KK Hudson's Mamaka Bowls - How this UA Student Brought the Beach to NWA
By: Anna Whitehead
Let’s face it. As the COVID-19 crisis rolls on in these dreary winter months, we’re all desperately searching for a feasible dose of escapism. For 24-year-old KK Hudson, the constant longing to be on a beach somewhere preceded this year-long pandemic, and created a unique opportunity to supply an endless amount of smiles for NWA locals.
Like clockwork. KK and her mom, Carrie, migrated from their home in Dallas, Texas, to Laguna Beach, California, in search of salty air and sunshine every summer. Their days were filled with endless laughter, perfect waves, and delicious acai (ah-sah-ee) bowls. For those who have yet to get their hands on one, an acai bowl is essentially a thick, creamy smoothie topped with superfood nutrients like fruit, granola, seeds, and honey.

^^^^^^^^

| What you are asked to do |
Translate this sentence from the article on KK Hudson's Mamaka Bowls into Spanish: "For those who have yet to get their hands on one, an acai bowl is essentially a thick, creamy smoothie topped with superfood nutrients like fruit, granola, seeds, and honey."

| Collected data |
^^^^^^^^

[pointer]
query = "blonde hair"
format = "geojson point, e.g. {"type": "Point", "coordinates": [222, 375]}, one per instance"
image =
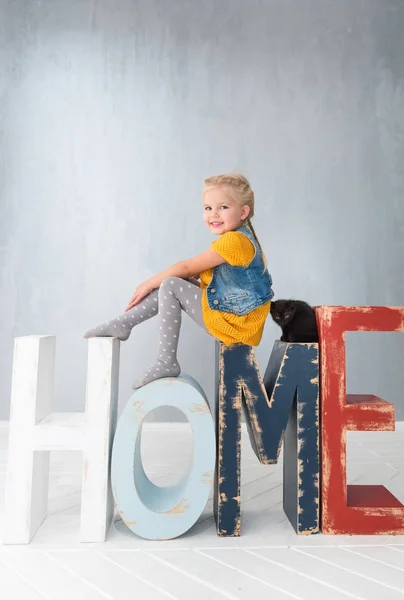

^^^^^^^^

| Output for this exercise |
Para quienes aún no han conseguido uno, un tazón de acai es, en esencia, un batido espeso y cremoso cubierto con nutrientes de superalimentos como fruta, granola, semillas y miel.